SOURCE RECORDS
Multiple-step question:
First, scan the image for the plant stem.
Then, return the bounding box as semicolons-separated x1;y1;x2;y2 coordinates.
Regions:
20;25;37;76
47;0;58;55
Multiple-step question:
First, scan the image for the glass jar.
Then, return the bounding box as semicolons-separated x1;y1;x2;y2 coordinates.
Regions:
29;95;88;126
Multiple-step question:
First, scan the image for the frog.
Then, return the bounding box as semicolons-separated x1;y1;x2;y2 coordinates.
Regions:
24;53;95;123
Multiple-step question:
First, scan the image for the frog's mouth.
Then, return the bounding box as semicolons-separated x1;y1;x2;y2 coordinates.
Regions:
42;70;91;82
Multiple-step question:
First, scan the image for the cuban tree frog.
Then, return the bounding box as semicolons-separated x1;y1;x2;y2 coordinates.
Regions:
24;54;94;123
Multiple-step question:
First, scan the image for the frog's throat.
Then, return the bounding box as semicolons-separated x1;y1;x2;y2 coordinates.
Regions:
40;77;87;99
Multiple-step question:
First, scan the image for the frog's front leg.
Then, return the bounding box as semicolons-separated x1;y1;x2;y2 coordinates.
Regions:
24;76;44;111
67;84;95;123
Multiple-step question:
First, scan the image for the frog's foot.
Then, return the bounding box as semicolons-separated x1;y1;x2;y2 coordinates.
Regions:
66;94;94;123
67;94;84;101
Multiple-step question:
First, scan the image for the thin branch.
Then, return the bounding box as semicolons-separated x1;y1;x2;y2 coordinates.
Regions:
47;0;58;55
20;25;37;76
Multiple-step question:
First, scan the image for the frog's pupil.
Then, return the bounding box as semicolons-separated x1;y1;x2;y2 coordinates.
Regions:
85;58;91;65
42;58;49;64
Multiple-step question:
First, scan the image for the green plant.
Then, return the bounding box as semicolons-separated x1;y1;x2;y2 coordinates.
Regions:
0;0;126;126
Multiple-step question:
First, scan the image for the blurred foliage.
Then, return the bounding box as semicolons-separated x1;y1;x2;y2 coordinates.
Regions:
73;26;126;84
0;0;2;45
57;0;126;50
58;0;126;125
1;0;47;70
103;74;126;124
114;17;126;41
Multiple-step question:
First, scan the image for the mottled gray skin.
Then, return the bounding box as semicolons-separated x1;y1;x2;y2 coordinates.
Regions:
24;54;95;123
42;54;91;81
* * *
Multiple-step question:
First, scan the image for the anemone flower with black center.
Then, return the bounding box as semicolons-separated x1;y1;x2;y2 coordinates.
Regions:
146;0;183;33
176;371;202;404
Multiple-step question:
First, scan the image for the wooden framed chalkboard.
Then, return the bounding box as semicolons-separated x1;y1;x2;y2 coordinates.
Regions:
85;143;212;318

TRY IT
Going through the data above, count each line that contains "frog" and give only that figure.

WRITTEN REPLY
7